= Required actions =
a) Check each statement against the passage on sediment quality guidelines below, and answer yes or no with the exact words from the passage that decide it. (i) CSIRO's new model uses a lethal exposure concentration that depends on the uptake pathway. (ii) The new approach has been applied to develop a more appropriate sediment quality guideline for copper. (iii) The revised framework treats biomarkers as a line of evidence for assessing contaminant bioavailability.
b) Please write the next part of the passage on sediment quality assessment below, picking up after its final sentence rather than continuing the data that follow it.

**** Text segment ****

CSIRO developed a new model for deriving sediment quality guidelines that takes these factors into account. It uses the concept of a lethal exposure concentration that is independent of uptake pathway. Using this approach, site-specific sediment quality guidelines for specific contaminants can be derived. These guidelines are applicable to the particular grain size and organic carbon content, features that control sediment pore water partitioning of contaminants. This theory has been applied to the development of a more appropriate sediment quality guideline for copper.
Natural water management frameworks based on multiple lines of evidence
Following its role in developing Australia’s interim sediment quality guidelines, CSIRO’s research has significantly advanced the science underpinning sediment quality assessment to the point that new and more defensible frameworks, based on the weight of evidence from multiple lines of information, are being provided for the management of natural water systems in Australia. In so doing, it is currently refining the methodology for ecological assessment from the accepted (and expensive) statistically rigorous approach to a simplified approach that can be appropriately evaluated with other lines of evidence.
In the revised framework, contaminant bioaccumulation and bio-magnification are more explicitly addressed. The expanded framework addresses the use of biomarkers and surrogate methods for assessing contaminant bioavailability (to replace more time consuming and expensive methods) as lines of evidence.

**** Collected data ****

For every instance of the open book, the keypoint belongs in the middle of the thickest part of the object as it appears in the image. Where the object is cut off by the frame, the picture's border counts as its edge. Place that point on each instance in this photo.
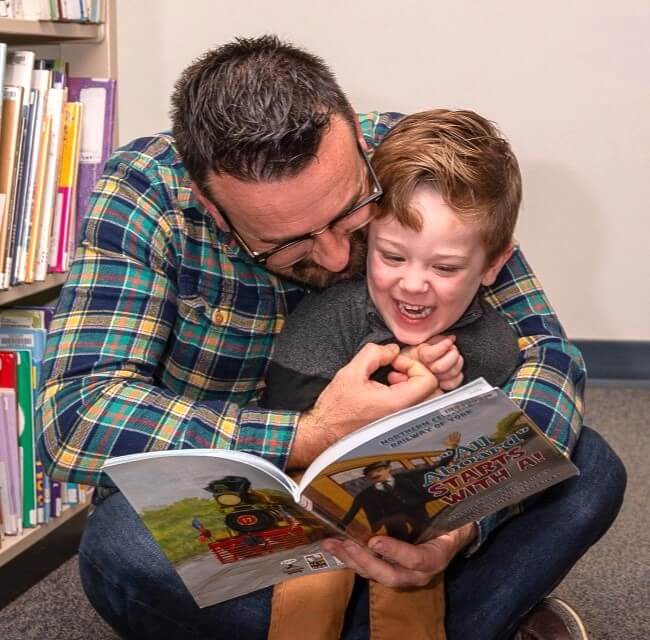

****

= Answers for this exercise =
a)
(i) No: "It uses the concept of a lethal exposure concentration that is independent of uptake pathway."
(ii) Yes: "This theory has been applied to the development of a more appropriate sediment quality guideline for copper."
(iii) Yes: "The expanded framework addresses the use of biomarkers and surrogate methods for assessing contaminant bioavailability"

b)
The outcome is a more transparent and defensible approach to sediment quality assessment. These findings will be incorporated in new Guideline revisions as well as in the current revision of the National Ocean Disposal Guidelines for Dredged Material.
Sediment assessment and remediation options for Australian water authorities
The CSIRO group is frequently requested to provide guidance to regulators and industries on emerging contamination issues. Site-specific assessment issues require the rapid generation of new techniques and knowledge and often impedes decision making by regulators. CSIRO research has had direct application to the assessment of contaminated sediments and their subsequent management in Newcastle Harbour, Sydney Harbour, Port Kembla, Gunnamatta Bay, and Shellharbour (NSW), Moreton Bay, Townsville Harbour and Port Curtis (Qld), Port of Melbourne (Vic), and Cockburn Sound (WA). Decisions based on these assessments will involve remediation that appropriately protects aquatic and benthic ecosystems.
CSIRO investigated the likely impacts of acidic, metal-contaminated groundwater from remediated industrial sites on Sydney Harbour, finding that impacted hot-spots would occur in sandy sediments. Capping of contaminated sediments with sand, and occasionally more expensive zeolite materials, is often proposed as a remediation option for severely contaminated sites. CSIRO demonstrated that natural silty sediments are more suitable as capping materials than sand or zeolites, as they effectively prevent contaminant fluxes and provide an adequate substrate for recolonising biota.
Specialist publications
The Centre for Environmental Contaminants Research has promoted its research on procedures for the assessment and regulation of contaminated sediments at specialist workshops in Sydney, Melbourne, Brisbane, Adelaide and Christchurch, at national and international meetings and in some 33 journal publications in the period 2001-2006 including co-editing of the international (SETAC) publication ‘Use of Sediment Quality Guidelines and Related Tools for the Assessment of Contaminated Sediments’.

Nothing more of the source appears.